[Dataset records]
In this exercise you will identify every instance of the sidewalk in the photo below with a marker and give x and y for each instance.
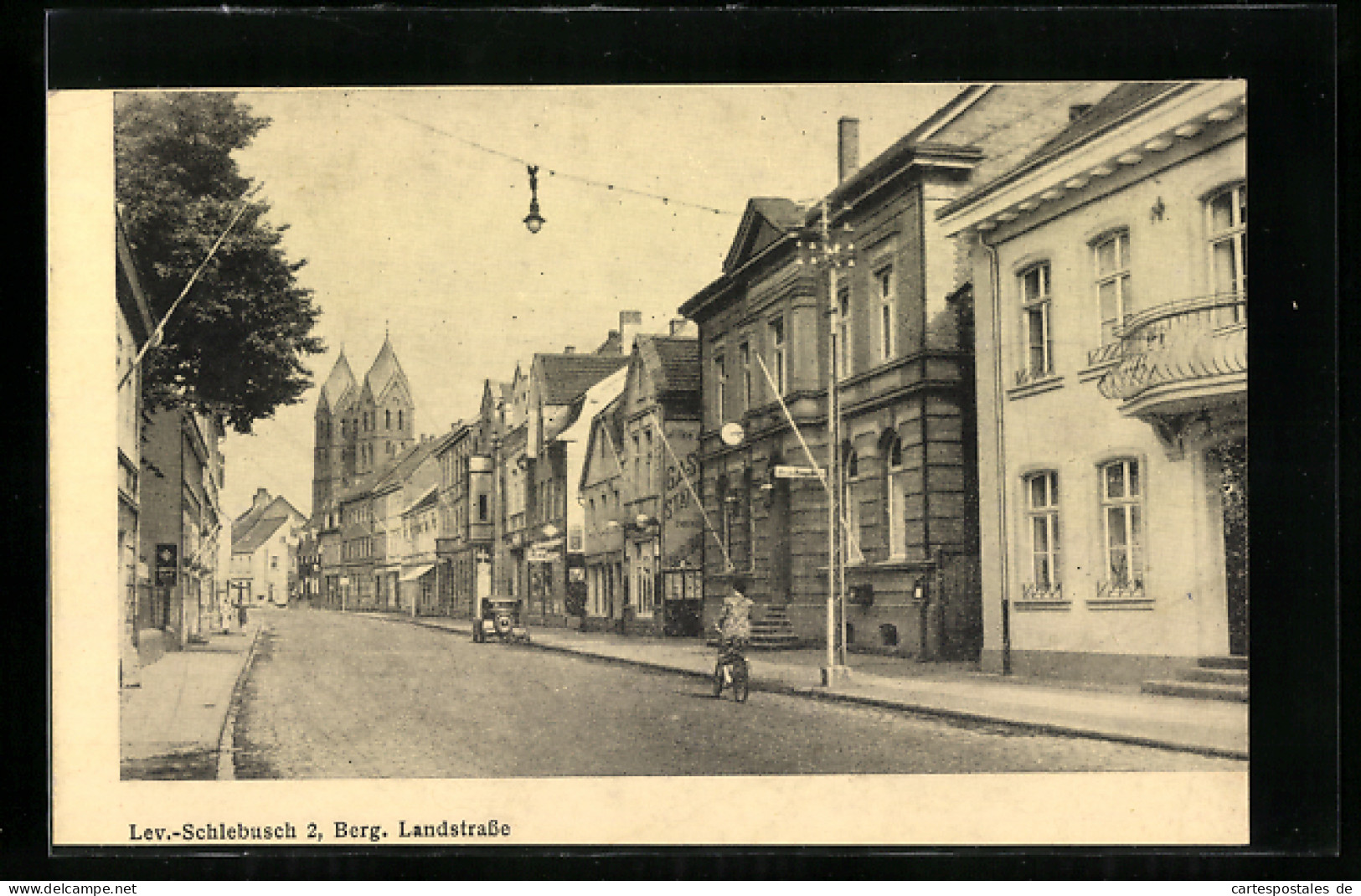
(951, 691)
(172, 724)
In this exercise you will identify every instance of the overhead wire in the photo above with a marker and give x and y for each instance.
(588, 182)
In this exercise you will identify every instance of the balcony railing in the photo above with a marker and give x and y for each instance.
(1180, 343)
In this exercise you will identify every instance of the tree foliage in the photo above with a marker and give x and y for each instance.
(235, 343)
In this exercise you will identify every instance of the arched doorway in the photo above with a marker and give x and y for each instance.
(1230, 462)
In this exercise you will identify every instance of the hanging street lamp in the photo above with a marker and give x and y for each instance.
(534, 221)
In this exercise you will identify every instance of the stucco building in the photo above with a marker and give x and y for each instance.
(265, 552)
(1111, 278)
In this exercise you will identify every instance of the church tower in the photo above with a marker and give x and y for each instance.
(387, 413)
(335, 409)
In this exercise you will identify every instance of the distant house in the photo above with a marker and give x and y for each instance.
(265, 550)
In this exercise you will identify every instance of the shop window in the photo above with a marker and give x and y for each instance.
(1041, 492)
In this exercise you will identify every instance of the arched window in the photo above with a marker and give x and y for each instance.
(849, 500)
(894, 502)
(1121, 518)
(1226, 224)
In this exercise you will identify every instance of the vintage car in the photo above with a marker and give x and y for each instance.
(503, 619)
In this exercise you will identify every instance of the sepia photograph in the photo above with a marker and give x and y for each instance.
(845, 435)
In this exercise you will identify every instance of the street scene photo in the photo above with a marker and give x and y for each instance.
(682, 430)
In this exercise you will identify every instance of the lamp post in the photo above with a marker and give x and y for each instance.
(534, 221)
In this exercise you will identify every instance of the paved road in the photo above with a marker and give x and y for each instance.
(343, 696)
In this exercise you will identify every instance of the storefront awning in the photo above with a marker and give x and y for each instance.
(415, 574)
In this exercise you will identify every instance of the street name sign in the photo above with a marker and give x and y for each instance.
(798, 473)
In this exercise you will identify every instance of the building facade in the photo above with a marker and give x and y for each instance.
(132, 328)
(180, 528)
(361, 430)
(1111, 275)
(860, 287)
(642, 524)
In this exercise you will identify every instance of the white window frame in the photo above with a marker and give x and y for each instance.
(777, 352)
(1123, 565)
(1038, 306)
(894, 500)
(745, 360)
(1116, 276)
(720, 378)
(886, 291)
(1235, 236)
(1043, 518)
(844, 330)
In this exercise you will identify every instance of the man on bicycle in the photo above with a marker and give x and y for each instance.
(735, 621)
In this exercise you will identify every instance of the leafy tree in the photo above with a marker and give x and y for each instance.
(235, 343)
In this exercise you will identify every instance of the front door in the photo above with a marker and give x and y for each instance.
(1232, 463)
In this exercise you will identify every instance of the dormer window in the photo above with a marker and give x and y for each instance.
(1112, 270)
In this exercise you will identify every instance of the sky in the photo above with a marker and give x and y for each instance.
(407, 206)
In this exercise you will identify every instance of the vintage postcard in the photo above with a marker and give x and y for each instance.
(792, 465)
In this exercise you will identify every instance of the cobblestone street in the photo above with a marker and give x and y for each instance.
(341, 696)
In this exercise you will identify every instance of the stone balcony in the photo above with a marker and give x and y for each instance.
(1180, 357)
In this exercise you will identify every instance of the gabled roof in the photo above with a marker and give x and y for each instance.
(766, 219)
(407, 462)
(425, 500)
(1121, 101)
(564, 378)
(671, 361)
(339, 383)
(1119, 106)
(259, 524)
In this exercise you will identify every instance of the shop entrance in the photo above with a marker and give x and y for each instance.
(1230, 459)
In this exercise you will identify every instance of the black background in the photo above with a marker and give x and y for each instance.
(1291, 58)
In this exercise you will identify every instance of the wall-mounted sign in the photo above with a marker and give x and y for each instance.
(168, 564)
(796, 473)
(731, 435)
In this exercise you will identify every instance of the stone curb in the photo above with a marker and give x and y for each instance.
(885, 703)
(226, 749)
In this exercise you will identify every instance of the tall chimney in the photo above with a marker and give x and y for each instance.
(848, 147)
(631, 322)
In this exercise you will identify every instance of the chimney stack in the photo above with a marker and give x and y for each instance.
(682, 327)
(848, 147)
(631, 322)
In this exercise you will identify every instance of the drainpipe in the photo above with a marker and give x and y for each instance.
(1003, 554)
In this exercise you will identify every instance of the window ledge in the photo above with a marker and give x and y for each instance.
(1034, 387)
(1040, 604)
(1121, 604)
(1096, 371)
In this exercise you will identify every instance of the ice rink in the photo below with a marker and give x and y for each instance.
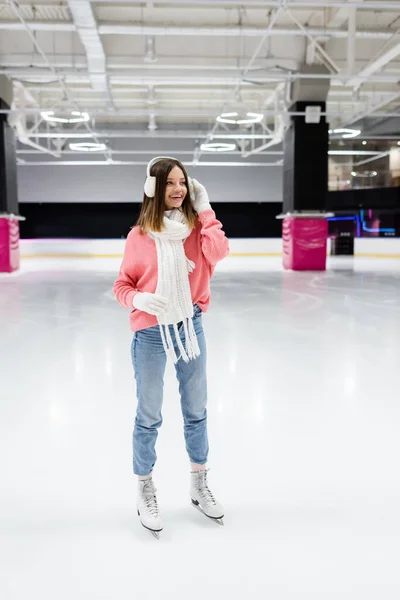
(304, 421)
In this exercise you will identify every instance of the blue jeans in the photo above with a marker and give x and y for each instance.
(149, 361)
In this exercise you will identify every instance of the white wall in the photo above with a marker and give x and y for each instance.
(125, 183)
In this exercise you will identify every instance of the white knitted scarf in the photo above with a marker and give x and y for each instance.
(173, 283)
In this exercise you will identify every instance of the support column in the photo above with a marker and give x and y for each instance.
(305, 177)
(9, 224)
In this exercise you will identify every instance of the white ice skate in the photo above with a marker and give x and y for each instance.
(203, 499)
(147, 507)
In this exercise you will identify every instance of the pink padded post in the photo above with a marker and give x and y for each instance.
(9, 245)
(304, 243)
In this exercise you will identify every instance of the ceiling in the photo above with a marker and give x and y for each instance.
(165, 70)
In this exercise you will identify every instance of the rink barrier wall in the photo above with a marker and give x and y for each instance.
(88, 248)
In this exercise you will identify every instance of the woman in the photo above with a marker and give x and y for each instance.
(164, 278)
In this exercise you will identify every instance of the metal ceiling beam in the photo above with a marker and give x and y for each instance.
(312, 4)
(17, 11)
(209, 79)
(86, 27)
(374, 66)
(351, 41)
(200, 30)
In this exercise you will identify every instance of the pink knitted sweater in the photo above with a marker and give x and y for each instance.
(205, 246)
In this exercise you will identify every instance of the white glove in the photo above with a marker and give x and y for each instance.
(199, 197)
(153, 304)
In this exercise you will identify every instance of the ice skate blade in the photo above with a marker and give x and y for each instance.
(154, 532)
(218, 520)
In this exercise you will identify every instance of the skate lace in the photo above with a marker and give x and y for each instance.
(204, 490)
(150, 499)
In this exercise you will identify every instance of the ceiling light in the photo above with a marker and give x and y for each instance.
(232, 118)
(88, 147)
(76, 117)
(364, 174)
(346, 133)
(218, 147)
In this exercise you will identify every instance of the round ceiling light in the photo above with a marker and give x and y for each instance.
(88, 147)
(235, 119)
(217, 147)
(365, 174)
(76, 117)
(346, 133)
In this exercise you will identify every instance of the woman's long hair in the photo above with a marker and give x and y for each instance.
(152, 212)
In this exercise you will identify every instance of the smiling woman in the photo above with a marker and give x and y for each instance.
(164, 279)
(168, 189)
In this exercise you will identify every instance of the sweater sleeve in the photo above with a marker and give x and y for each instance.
(124, 288)
(214, 243)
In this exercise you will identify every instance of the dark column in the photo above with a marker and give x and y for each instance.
(9, 225)
(8, 163)
(305, 179)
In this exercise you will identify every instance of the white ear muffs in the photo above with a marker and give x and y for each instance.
(150, 183)
(191, 189)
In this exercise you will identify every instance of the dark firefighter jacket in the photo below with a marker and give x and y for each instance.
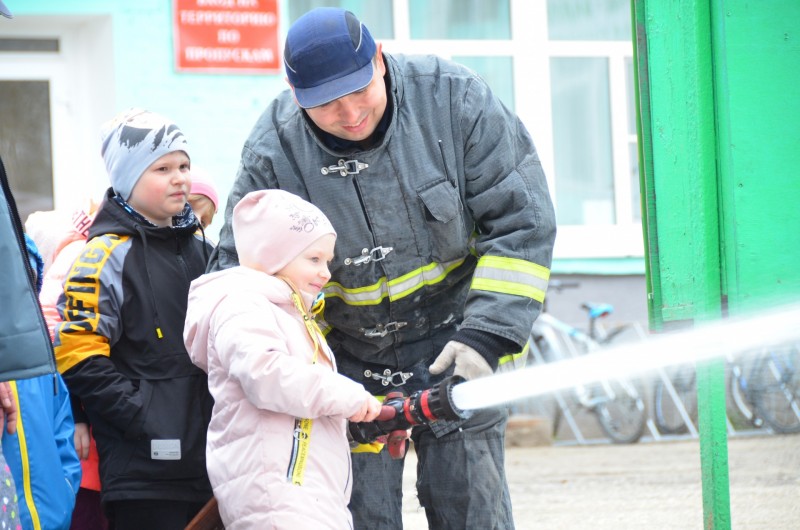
(446, 222)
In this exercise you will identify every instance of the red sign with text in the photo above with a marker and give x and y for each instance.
(231, 36)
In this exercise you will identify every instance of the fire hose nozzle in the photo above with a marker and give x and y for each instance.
(399, 413)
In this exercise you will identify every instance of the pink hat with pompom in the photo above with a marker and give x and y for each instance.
(202, 185)
(272, 227)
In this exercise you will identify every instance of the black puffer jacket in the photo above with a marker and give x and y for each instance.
(120, 349)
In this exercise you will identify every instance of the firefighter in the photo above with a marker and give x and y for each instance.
(446, 230)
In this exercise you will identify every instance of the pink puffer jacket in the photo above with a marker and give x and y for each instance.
(242, 328)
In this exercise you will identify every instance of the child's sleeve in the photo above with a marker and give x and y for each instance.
(64, 430)
(254, 351)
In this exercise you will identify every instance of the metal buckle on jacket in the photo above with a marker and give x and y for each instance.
(376, 254)
(389, 378)
(381, 330)
(346, 167)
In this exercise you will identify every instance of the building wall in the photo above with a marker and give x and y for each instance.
(119, 53)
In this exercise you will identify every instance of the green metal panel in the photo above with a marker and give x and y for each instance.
(681, 201)
(757, 75)
(720, 147)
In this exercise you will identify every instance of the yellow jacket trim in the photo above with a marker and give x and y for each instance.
(514, 357)
(511, 276)
(26, 468)
(395, 289)
(302, 437)
(82, 311)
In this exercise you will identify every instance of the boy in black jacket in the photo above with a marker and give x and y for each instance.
(120, 345)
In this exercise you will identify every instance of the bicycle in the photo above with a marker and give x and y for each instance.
(762, 392)
(617, 404)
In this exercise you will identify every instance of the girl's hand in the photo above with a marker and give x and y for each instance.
(369, 410)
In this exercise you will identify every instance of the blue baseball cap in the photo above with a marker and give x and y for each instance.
(328, 54)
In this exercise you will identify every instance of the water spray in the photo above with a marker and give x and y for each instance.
(705, 342)
(454, 397)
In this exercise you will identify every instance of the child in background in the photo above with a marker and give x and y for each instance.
(278, 455)
(88, 514)
(203, 197)
(41, 454)
(120, 345)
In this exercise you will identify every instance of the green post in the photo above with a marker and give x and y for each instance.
(678, 168)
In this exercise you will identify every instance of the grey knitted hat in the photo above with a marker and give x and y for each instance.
(132, 141)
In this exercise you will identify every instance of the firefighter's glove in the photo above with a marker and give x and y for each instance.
(469, 363)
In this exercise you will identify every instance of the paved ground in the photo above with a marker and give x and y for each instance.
(649, 485)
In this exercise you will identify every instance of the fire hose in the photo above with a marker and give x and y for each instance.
(400, 412)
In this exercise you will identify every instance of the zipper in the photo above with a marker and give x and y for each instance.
(364, 209)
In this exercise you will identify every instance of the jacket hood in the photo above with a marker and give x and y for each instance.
(207, 291)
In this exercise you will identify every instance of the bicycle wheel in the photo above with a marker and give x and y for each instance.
(740, 407)
(666, 413)
(620, 410)
(775, 388)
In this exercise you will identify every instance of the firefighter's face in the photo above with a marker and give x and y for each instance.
(355, 116)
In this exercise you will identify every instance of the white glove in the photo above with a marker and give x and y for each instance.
(469, 363)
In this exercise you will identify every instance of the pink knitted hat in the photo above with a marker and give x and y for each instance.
(202, 185)
(272, 227)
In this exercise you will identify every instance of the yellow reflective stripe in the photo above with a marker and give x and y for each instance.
(511, 276)
(513, 357)
(26, 468)
(394, 289)
(302, 436)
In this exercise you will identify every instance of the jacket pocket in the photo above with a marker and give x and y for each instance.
(174, 430)
(444, 216)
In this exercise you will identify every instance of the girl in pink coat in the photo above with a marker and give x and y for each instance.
(277, 453)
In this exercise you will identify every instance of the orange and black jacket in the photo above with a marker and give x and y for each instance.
(120, 350)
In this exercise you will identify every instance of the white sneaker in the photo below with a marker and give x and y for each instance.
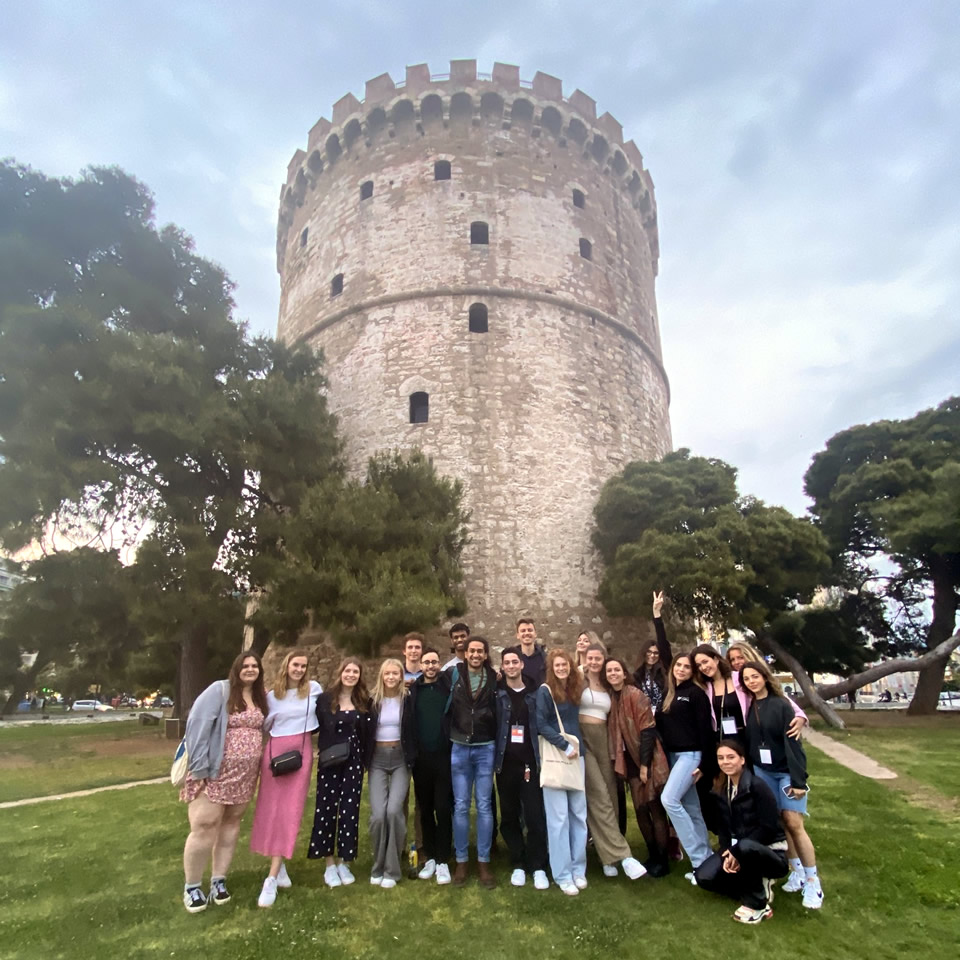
(268, 894)
(813, 894)
(794, 882)
(633, 868)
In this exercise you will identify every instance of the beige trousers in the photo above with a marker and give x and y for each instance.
(601, 784)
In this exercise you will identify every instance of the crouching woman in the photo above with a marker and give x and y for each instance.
(753, 846)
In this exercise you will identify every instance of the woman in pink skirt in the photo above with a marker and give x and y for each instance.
(291, 719)
(224, 740)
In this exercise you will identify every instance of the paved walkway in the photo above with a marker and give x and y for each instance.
(853, 759)
(81, 793)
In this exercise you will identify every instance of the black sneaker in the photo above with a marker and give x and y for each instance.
(194, 900)
(218, 892)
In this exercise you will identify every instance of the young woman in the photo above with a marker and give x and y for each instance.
(291, 719)
(687, 734)
(595, 704)
(566, 810)
(343, 741)
(654, 661)
(389, 776)
(583, 641)
(730, 702)
(752, 848)
(638, 757)
(779, 761)
(224, 742)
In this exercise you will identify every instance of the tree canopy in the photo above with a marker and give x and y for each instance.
(887, 495)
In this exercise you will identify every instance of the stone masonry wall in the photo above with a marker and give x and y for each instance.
(565, 387)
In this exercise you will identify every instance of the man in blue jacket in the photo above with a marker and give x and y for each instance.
(518, 775)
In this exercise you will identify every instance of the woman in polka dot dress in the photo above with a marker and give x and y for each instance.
(345, 717)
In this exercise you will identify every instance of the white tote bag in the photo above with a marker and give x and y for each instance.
(557, 770)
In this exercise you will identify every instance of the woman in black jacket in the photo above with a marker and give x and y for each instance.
(780, 762)
(344, 743)
(687, 735)
(753, 848)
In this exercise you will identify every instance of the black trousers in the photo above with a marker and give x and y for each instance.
(521, 805)
(434, 793)
(757, 862)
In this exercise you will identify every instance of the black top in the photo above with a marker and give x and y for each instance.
(687, 726)
(766, 729)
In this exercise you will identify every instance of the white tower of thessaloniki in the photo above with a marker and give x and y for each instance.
(476, 255)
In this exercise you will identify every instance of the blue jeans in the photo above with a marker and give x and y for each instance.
(566, 832)
(472, 764)
(680, 800)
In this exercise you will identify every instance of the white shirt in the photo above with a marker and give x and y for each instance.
(287, 717)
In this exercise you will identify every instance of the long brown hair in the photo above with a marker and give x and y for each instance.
(571, 690)
(773, 684)
(672, 681)
(359, 696)
(280, 681)
(235, 701)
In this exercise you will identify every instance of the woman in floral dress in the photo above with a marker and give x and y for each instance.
(224, 740)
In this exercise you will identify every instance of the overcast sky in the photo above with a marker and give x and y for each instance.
(806, 157)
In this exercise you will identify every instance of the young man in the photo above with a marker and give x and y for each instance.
(459, 635)
(412, 649)
(472, 714)
(531, 653)
(518, 777)
(431, 769)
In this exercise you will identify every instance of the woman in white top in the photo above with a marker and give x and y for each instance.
(601, 783)
(389, 775)
(291, 718)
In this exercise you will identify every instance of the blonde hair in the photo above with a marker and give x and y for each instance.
(379, 689)
(280, 683)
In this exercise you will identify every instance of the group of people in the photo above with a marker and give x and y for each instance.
(702, 743)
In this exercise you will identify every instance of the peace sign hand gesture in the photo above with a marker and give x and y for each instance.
(657, 604)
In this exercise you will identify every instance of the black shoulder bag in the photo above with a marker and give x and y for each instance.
(290, 760)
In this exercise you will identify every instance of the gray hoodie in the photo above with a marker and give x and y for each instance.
(207, 730)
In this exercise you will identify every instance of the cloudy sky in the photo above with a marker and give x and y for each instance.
(806, 157)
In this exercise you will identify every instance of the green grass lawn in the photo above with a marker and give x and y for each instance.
(103, 875)
(38, 760)
(925, 749)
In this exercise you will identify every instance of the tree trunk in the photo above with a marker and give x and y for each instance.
(926, 697)
(193, 667)
(904, 665)
(814, 699)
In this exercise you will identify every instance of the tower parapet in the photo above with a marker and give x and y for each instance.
(476, 255)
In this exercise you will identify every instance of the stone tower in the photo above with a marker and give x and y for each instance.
(476, 256)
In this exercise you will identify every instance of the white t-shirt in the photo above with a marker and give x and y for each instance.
(288, 716)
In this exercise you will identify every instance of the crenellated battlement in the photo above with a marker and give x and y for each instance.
(470, 99)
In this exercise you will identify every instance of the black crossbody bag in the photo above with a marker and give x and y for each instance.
(290, 760)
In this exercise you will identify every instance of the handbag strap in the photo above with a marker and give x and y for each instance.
(306, 720)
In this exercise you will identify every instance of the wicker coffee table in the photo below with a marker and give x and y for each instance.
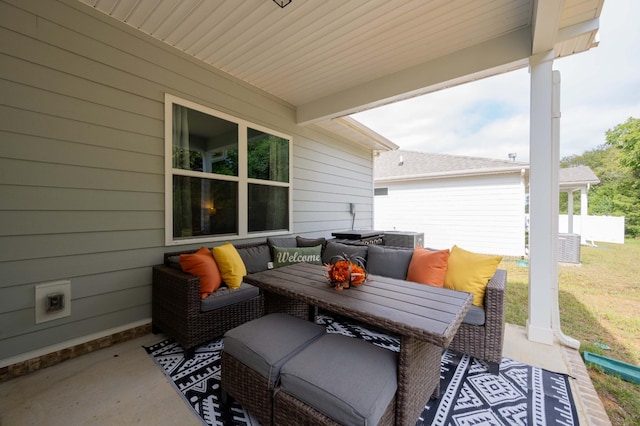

WORK TO COMPLETE: Reproduce the items starting at the line containing "In this exercise you will identify every instance of the chimney" and ending at the line containing "(1096, 371)", with both of those lines included and the requests kept unchanged. Multiply every coordinate in the answers by 1.65 and round each result to a whole number, rounding halves up.

FINISHED ANSWER:
In this exercise you will identify every instance of the chimney stack in the photo above with a marker and give x and y for each instance.
(1125, 540)
(1399, 243)
(1041, 531)
In this exercise you will identify every instance of the drainpipe in the photo above with a marker and give x and y for each instance.
(1655, 914)
In this exercise you will identify every instance of the window ledge in the photo above with a marker and give x and y for each instance.
(1706, 639)
(1716, 997)
(1850, 997)
(1808, 612)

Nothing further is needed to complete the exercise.